Count the lines in the data below that contain the string "Task", treating uppercase and lowercase as different. Reply with the number alone.

▶ _Dataset entries_:
- - - -
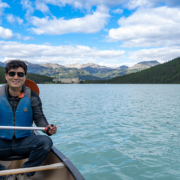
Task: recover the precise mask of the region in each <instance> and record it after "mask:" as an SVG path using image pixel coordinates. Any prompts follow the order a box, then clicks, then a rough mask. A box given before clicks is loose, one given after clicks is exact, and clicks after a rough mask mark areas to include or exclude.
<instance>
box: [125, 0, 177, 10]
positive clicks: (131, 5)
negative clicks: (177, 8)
mask: <svg viewBox="0 0 180 180" xmlns="http://www.w3.org/2000/svg"><path fill="white" fill-rule="evenodd" d="M162 4H164V5H167V6H169V7H177V6H180V1H179V0H129V1H127V2H126V7H127V8H129V9H135V8H138V7H145V8H151V7H157V6H160V5H162Z"/></svg>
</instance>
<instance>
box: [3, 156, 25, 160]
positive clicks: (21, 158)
mask: <svg viewBox="0 0 180 180" xmlns="http://www.w3.org/2000/svg"><path fill="white" fill-rule="evenodd" d="M26 158H28V157H25V156H10V157H8V158H6V159H1V161H14V160H21V159H26Z"/></svg>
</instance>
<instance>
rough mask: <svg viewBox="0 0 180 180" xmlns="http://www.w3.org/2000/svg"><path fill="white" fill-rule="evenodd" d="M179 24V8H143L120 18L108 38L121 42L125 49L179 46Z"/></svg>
mask: <svg viewBox="0 0 180 180" xmlns="http://www.w3.org/2000/svg"><path fill="white" fill-rule="evenodd" d="M179 22H180V9H179V8H168V7H158V8H154V9H153V8H150V9H144V8H143V9H139V10H137V11H136V12H135V13H134V14H133V15H131V16H129V17H127V18H124V17H123V18H121V19H120V20H119V21H118V23H119V25H120V27H119V28H117V29H111V30H109V35H108V38H109V39H110V40H119V41H122V42H123V43H124V44H123V46H126V47H151V46H152V47H157V46H172V45H180V42H179V38H180V31H179Z"/></svg>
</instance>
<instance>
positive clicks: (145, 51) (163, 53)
mask: <svg viewBox="0 0 180 180" xmlns="http://www.w3.org/2000/svg"><path fill="white" fill-rule="evenodd" d="M179 56H180V48H179V47H172V48H169V47H164V48H152V49H142V50H138V51H136V52H131V53H130V56H129V58H130V59H131V60H135V61H136V62H140V61H152V60H157V61H159V62H161V63H162V62H166V61H169V60H171V59H174V58H176V57H179Z"/></svg>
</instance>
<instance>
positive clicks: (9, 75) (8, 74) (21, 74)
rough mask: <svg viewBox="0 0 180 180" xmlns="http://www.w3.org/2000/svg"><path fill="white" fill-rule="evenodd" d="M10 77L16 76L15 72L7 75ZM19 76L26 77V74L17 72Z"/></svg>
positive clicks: (10, 72) (15, 72) (19, 76)
mask: <svg viewBox="0 0 180 180" xmlns="http://www.w3.org/2000/svg"><path fill="white" fill-rule="evenodd" d="M7 74H8V75H9V76H10V77H14V76H15V75H16V72H14V71H11V72H9V73H7ZM17 75H18V76H19V77H24V75H25V73H23V72H17Z"/></svg>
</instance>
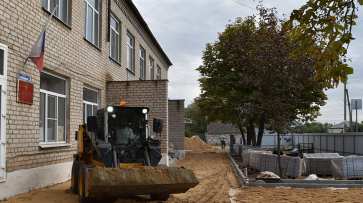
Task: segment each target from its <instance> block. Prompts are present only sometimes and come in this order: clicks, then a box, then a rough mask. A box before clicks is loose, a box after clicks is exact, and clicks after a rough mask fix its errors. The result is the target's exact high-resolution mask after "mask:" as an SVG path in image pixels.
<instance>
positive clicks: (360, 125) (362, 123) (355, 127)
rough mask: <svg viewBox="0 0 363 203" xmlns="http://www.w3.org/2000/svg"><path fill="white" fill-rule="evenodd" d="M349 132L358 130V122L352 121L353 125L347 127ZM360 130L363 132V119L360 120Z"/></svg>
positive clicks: (358, 128)
mask: <svg viewBox="0 0 363 203" xmlns="http://www.w3.org/2000/svg"><path fill="white" fill-rule="evenodd" d="M347 132H357V122H352V125H351V126H350V127H347ZM358 132H363V121H362V122H361V123H359V122H358Z"/></svg>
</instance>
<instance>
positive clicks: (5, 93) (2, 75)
mask: <svg viewBox="0 0 363 203" xmlns="http://www.w3.org/2000/svg"><path fill="white" fill-rule="evenodd" d="M7 55H8V47H7V46H6V45H4V44H1V43H0V182H2V181H5V178H6V174H5V163H6V160H5V159H6V154H5V153H6V122H5V118H6V75H7V58H8V57H7Z"/></svg>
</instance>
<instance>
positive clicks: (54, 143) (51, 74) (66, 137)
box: [39, 71, 67, 145]
mask: <svg viewBox="0 0 363 203" xmlns="http://www.w3.org/2000/svg"><path fill="white" fill-rule="evenodd" d="M43 72H44V73H45V74H48V75H51V76H53V77H56V78H59V79H62V80H65V81H66V79H65V78H62V77H59V76H57V75H54V74H51V73H48V72H46V71H43ZM66 89H67V81H66V84H65V90H66ZM40 93H44V94H45V103H44V106H45V111H44V122H45V124H44V142H41V141H39V144H40V145H47V144H65V143H66V142H67V133H66V132H67V123H66V120H67V111H66V108H64V123H65V125H64V141H58V130H57V131H56V132H57V135H56V138H55V140H56V141H55V142H48V132H47V127H48V95H50V96H55V97H57V99H56V106H57V111H56V112H55V113H56V116H55V117H56V120H57V121H58V108H59V107H58V97H61V98H64V99H65V101H67V95H63V94H59V93H55V92H51V91H48V90H43V89H40ZM65 106H66V105H65ZM56 129H58V122H57V126H56ZM39 136H40V135H39Z"/></svg>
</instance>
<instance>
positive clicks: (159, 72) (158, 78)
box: [156, 66, 161, 80]
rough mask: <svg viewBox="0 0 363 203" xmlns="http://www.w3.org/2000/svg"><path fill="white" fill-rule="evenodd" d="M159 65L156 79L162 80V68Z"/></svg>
mask: <svg viewBox="0 0 363 203" xmlns="http://www.w3.org/2000/svg"><path fill="white" fill-rule="evenodd" d="M156 67H157V71H156V79H157V80H160V79H161V68H160V67H159V66H156Z"/></svg>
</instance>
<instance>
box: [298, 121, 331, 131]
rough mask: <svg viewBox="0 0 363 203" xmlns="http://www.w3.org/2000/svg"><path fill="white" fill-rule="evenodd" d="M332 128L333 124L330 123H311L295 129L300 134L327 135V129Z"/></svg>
- - - -
▶ _Problem solution_: 2